▸ **TASK**: In this exercise, copy exactly the lines from the one that contains "Pick out each instance of the bare tree" through the end of the entries below; pictures are not copied.

▸ **INPUT**:
** Begin **

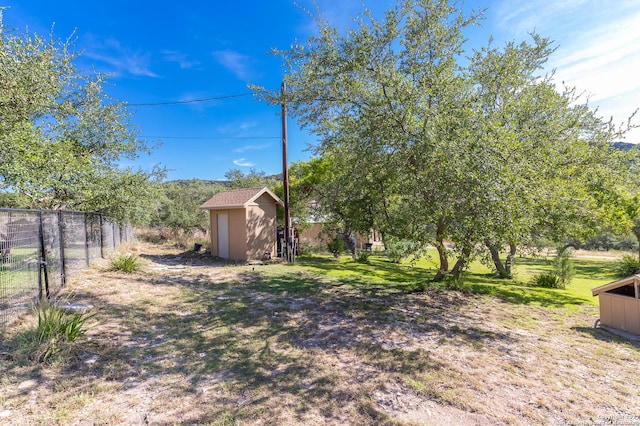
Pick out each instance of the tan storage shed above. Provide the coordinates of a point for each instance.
(620, 304)
(243, 223)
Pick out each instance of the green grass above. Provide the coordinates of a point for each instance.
(128, 263)
(379, 270)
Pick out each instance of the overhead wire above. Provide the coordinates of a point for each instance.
(192, 101)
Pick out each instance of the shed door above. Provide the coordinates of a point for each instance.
(223, 235)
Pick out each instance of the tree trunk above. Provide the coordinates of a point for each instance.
(442, 254)
(461, 262)
(495, 256)
(350, 242)
(511, 257)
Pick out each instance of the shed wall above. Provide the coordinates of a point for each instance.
(620, 312)
(261, 229)
(237, 235)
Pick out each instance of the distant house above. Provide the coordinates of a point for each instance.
(243, 223)
(620, 304)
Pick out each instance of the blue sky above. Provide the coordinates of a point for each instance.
(182, 51)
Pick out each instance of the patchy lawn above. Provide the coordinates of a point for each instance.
(191, 341)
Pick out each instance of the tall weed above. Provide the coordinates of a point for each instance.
(55, 332)
(128, 263)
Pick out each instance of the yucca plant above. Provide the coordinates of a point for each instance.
(57, 329)
(128, 263)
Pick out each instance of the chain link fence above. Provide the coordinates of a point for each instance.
(40, 250)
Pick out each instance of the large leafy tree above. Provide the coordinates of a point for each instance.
(179, 205)
(62, 137)
(477, 154)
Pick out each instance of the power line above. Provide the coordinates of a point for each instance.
(193, 101)
(210, 138)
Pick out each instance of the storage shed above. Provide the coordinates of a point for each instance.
(620, 304)
(243, 223)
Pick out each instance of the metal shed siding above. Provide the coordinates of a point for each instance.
(237, 235)
(620, 312)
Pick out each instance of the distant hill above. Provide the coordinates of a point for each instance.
(624, 146)
(187, 182)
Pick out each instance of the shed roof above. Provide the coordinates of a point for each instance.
(625, 281)
(238, 198)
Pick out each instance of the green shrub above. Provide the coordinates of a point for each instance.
(55, 332)
(563, 267)
(128, 263)
(363, 256)
(398, 249)
(629, 265)
(547, 280)
(335, 246)
(311, 247)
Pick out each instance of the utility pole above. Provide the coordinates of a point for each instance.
(288, 241)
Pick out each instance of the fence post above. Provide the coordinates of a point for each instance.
(86, 239)
(101, 237)
(43, 260)
(63, 266)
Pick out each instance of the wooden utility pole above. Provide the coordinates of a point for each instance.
(288, 250)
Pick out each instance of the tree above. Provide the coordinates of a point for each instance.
(179, 207)
(478, 152)
(61, 136)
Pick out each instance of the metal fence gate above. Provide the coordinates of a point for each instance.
(40, 249)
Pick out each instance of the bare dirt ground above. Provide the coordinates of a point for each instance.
(191, 341)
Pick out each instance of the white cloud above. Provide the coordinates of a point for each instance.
(122, 59)
(235, 62)
(243, 163)
(252, 148)
(180, 58)
(598, 48)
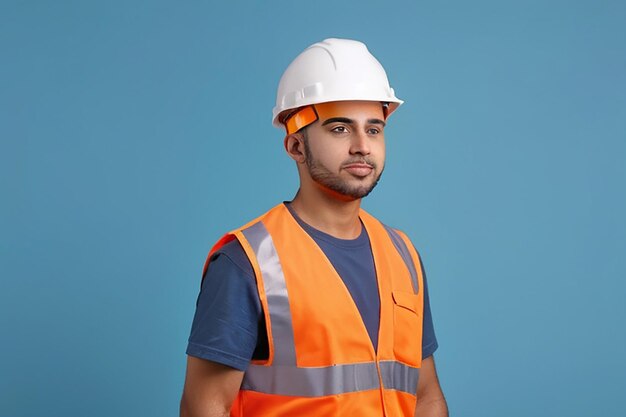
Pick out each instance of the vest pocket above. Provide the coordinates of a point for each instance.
(407, 332)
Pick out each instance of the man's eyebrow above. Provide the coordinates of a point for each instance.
(338, 119)
(350, 121)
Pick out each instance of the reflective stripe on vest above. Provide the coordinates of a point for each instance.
(284, 377)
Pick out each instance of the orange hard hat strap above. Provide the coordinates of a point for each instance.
(309, 114)
(301, 118)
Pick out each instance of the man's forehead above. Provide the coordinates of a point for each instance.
(356, 110)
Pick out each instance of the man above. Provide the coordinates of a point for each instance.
(316, 308)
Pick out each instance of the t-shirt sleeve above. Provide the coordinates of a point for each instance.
(429, 340)
(226, 322)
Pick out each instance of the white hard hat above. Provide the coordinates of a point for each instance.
(332, 70)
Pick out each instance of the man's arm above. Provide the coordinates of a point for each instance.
(430, 399)
(210, 389)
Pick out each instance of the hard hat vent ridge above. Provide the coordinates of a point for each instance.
(332, 70)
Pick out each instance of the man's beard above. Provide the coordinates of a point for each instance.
(323, 176)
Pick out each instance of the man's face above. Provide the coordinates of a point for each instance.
(345, 148)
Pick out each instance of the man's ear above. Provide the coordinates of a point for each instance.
(294, 145)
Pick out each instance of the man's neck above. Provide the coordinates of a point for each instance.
(336, 217)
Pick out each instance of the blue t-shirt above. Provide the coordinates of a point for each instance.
(229, 325)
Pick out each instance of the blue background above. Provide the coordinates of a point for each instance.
(133, 134)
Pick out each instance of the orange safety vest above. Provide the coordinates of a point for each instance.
(321, 359)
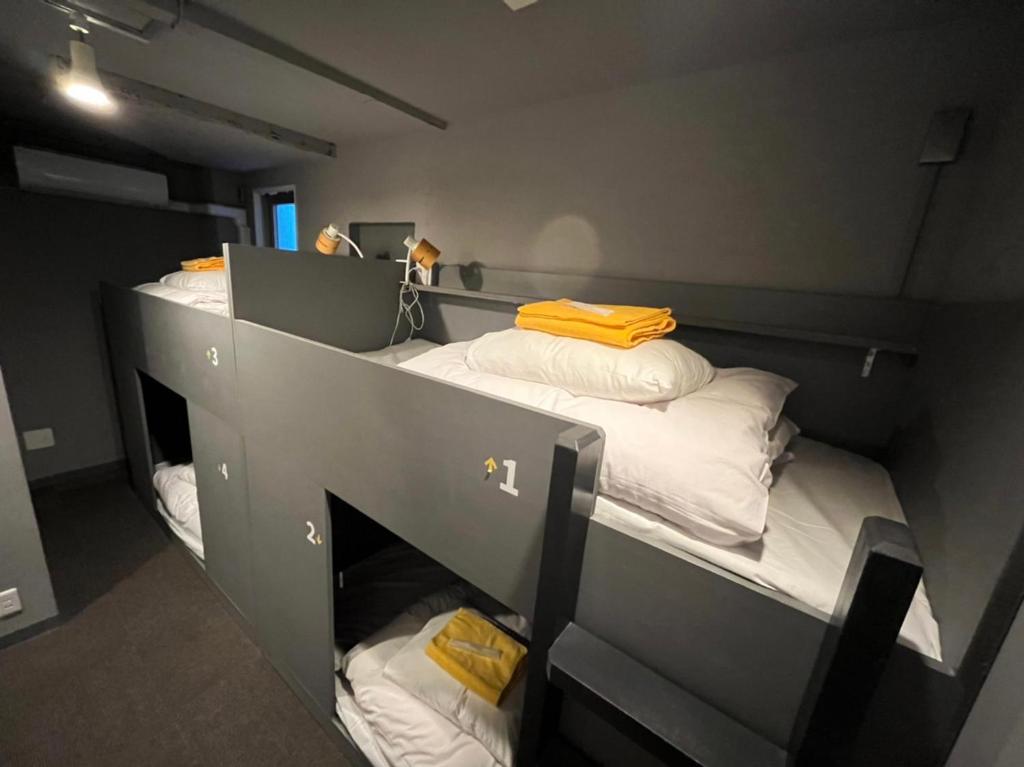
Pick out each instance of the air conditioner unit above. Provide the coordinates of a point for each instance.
(65, 174)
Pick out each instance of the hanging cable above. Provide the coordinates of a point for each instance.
(409, 310)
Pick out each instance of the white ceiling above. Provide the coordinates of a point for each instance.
(455, 58)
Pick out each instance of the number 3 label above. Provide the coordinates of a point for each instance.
(509, 484)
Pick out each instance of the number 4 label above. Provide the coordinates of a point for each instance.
(509, 484)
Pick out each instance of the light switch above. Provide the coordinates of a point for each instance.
(38, 438)
(10, 602)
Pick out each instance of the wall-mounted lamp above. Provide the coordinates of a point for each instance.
(82, 84)
(423, 255)
(329, 240)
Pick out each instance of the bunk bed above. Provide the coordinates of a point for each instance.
(172, 361)
(393, 442)
(347, 450)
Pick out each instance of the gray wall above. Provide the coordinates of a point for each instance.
(971, 249)
(993, 735)
(956, 464)
(55, 252)
(22, 562)
(798, 172)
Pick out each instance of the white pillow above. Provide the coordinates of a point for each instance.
(698, 461)
(496, 727)
(215, 281)
(653, 372)
(778, 440)
(755, 388)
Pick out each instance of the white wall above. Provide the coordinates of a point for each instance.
(799, 172)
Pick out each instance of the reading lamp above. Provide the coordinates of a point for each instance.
(422, 255)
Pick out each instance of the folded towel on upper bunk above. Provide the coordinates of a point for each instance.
(477, 654)
(204, 264)
(616, 326)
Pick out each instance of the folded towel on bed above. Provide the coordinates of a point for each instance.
(215, 263)
(477, 654)
(616, 326)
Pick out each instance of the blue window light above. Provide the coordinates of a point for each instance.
(286, 229)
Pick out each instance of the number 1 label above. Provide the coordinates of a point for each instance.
(509, 484)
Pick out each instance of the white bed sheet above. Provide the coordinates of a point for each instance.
(213, 301)
(177, 502)
(391, 726)
(815, 509)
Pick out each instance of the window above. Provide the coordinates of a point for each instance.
(276, 217)
(286, 235)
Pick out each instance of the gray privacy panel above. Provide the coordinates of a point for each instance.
(956, 464)
(345, 302)
(218, 456)
(291, 574)
(410, 452)
(187, 350)
(747, 652)
(856, 321)
(134, 429)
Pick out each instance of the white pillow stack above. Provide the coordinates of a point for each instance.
(653, 372)
(213, 281)
(699, 461)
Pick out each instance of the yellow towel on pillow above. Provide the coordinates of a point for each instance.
(477, 654)
(616, 326)
(216, 263)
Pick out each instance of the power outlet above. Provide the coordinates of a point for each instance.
(10, 602)
(38, 438)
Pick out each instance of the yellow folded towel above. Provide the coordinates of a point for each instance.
(477, 654)
(616, 326)
(216, 263)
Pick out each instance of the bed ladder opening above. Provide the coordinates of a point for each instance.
(167, 422)
(678, 728)
(379, 577)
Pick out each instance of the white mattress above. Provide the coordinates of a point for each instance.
(177, 502)
(815, 509)
(392, 727)
(212, 301)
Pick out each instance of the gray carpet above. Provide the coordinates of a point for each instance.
(148, 668)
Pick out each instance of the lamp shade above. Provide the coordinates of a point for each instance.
(422, 252)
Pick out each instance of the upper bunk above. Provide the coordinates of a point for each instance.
(396, 443)
(178, 332)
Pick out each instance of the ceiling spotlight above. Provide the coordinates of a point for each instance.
(82, 84)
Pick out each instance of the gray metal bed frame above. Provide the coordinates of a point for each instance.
(316, 418)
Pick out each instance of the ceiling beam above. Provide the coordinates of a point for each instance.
(109, 23)
(166, 11)
(139, 92)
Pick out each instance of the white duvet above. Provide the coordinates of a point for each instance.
(815, 510)
(700, 462)
(177, 501)
(394, 727)
(212, 301)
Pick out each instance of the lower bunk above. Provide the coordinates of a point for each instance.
(738, 626)
(397, 705)
(177, 503)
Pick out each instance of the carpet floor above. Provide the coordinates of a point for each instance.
(147, 667)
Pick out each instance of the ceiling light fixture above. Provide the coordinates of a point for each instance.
(82, 83)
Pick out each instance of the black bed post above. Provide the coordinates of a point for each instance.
(570, 500)
(878, 589)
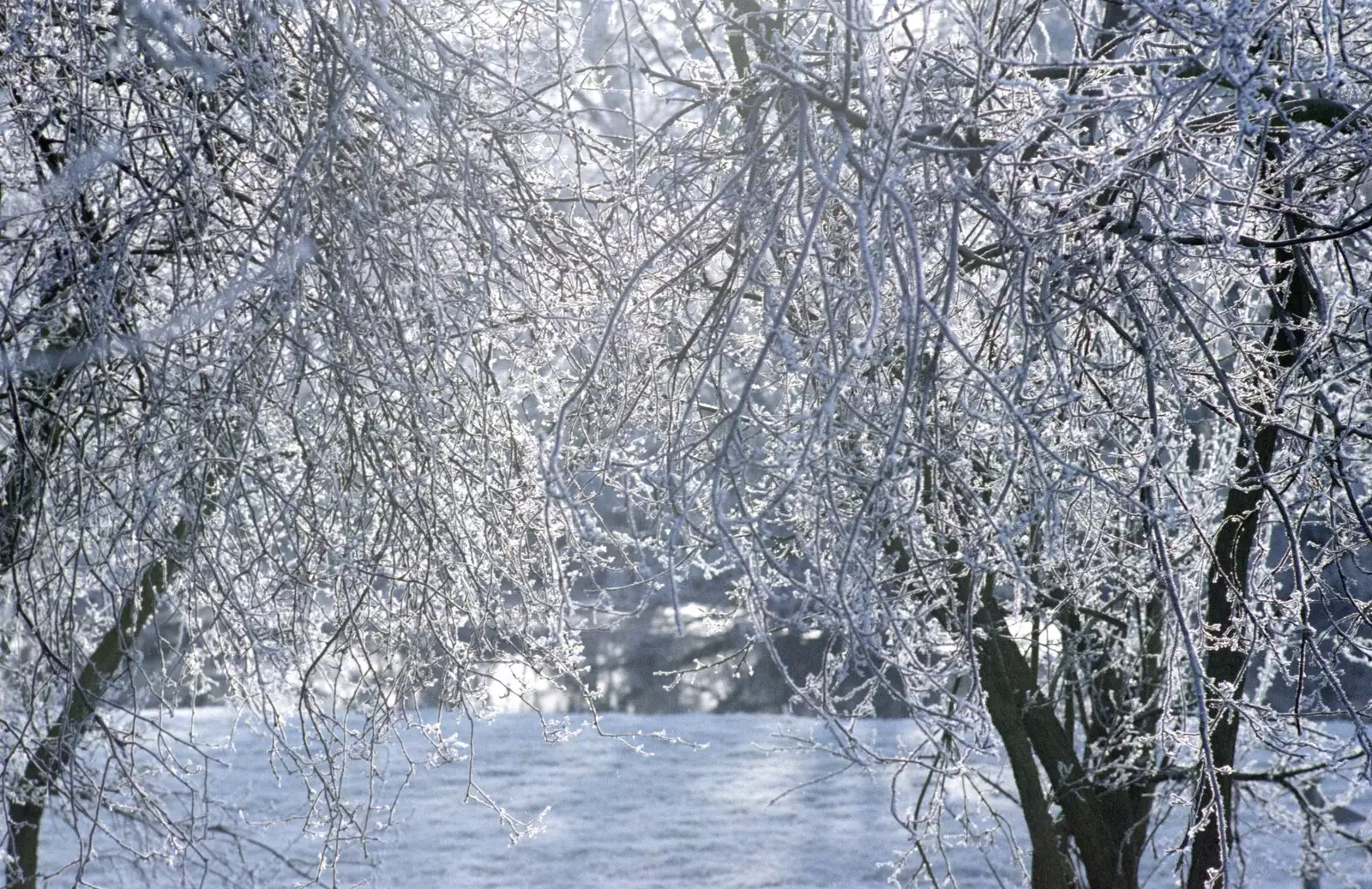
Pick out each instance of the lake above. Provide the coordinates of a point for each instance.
(740, 807)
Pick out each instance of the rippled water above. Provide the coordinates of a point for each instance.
(738, 813)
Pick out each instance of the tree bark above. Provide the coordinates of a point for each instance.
(1296, 301)
(52, 754)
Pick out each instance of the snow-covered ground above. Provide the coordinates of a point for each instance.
(738, 813)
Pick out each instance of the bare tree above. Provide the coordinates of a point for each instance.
(1021, 351)
(271, 321)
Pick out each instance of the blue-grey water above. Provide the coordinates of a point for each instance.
(733, 809)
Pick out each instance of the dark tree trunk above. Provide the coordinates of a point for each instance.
(1294, 298)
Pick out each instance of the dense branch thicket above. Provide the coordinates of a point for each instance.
(1021, 351)
(269, 273)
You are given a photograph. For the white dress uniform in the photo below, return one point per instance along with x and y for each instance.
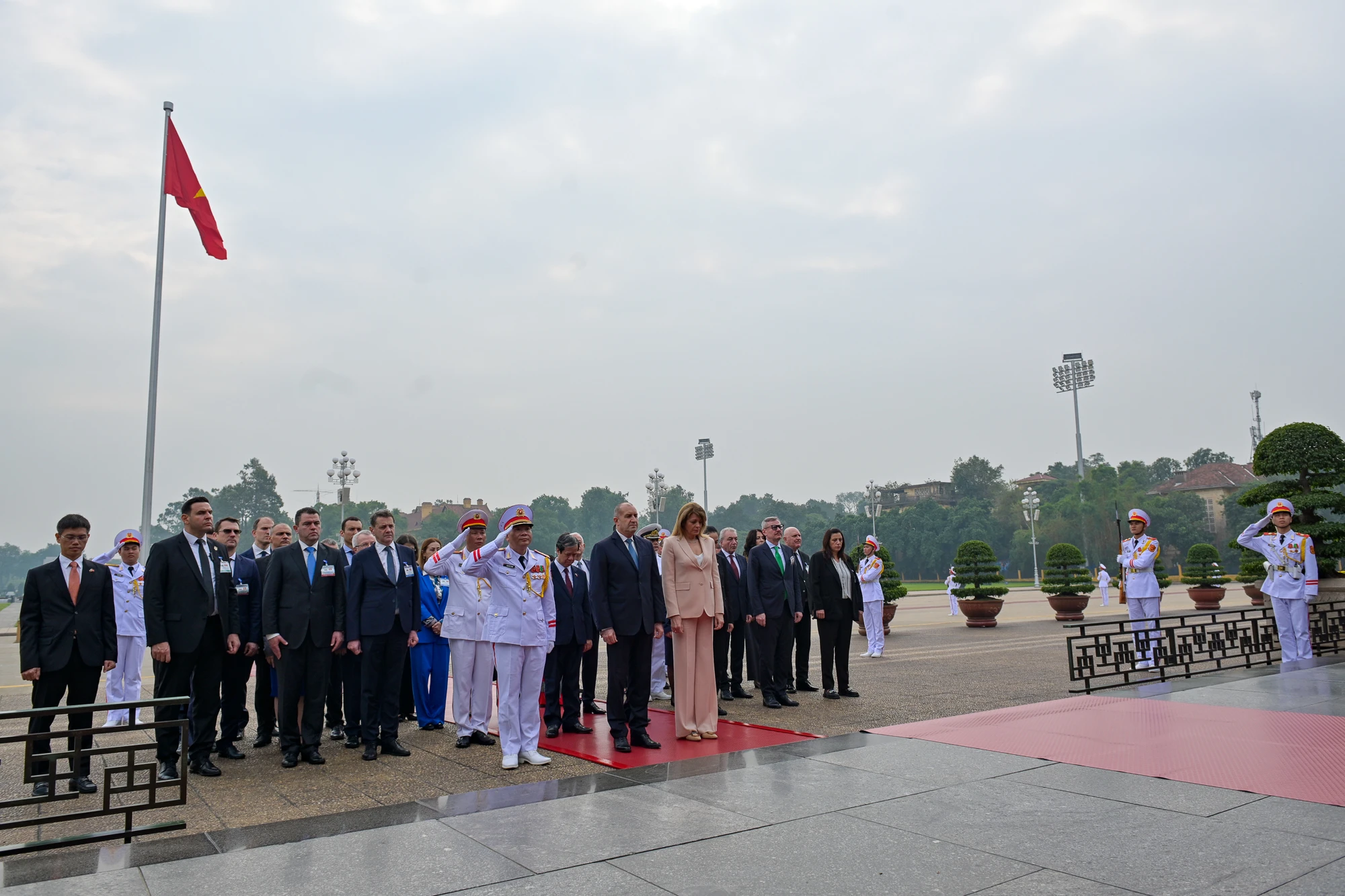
(871, 569)
(1291, 580)
(128, 585)
(1139, 555)
(521, 623)
(471, 653)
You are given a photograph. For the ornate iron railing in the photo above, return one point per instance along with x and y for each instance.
(1109, 654)
(135, 776)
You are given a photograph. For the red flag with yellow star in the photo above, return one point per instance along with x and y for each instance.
(181, 184)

** End **

▸ **OUTPUT OF THE TASK**:
Pick out each instance of the bare tree above. Provide the coordinates of a point for each instance.
(1021, 351)
(271, 321)
Pick out each instance of the blue-grey water above. Provide the coordinates of a point for each instance.
(733, 809)
Pick out each instance of the dark tree trunk above. Provide the coordinates of a point for each instance.
(1294, 298)
Pick out each instance of the dense branch thicket above. Provide the coordinates of a point for each instance.
(1021, 351)
(269, 273)
You are given a photograph. For the white dress uniform in the photo below, return one point per instance along with x and y for each instance.
(871, 569)
(1291, 580)
(128, 585)
(1139, 555)
(521, 623)
(471, 653)
You are given a photograph. For the ornate iron railing in the photo above, return one point per instance along with x and y for each instance.
(1109, 654)
(135, 776)
You are given a photograph. For the red flag with yellow star in the photo above, return one point per instance along with x and y for each instance.
(181, 184)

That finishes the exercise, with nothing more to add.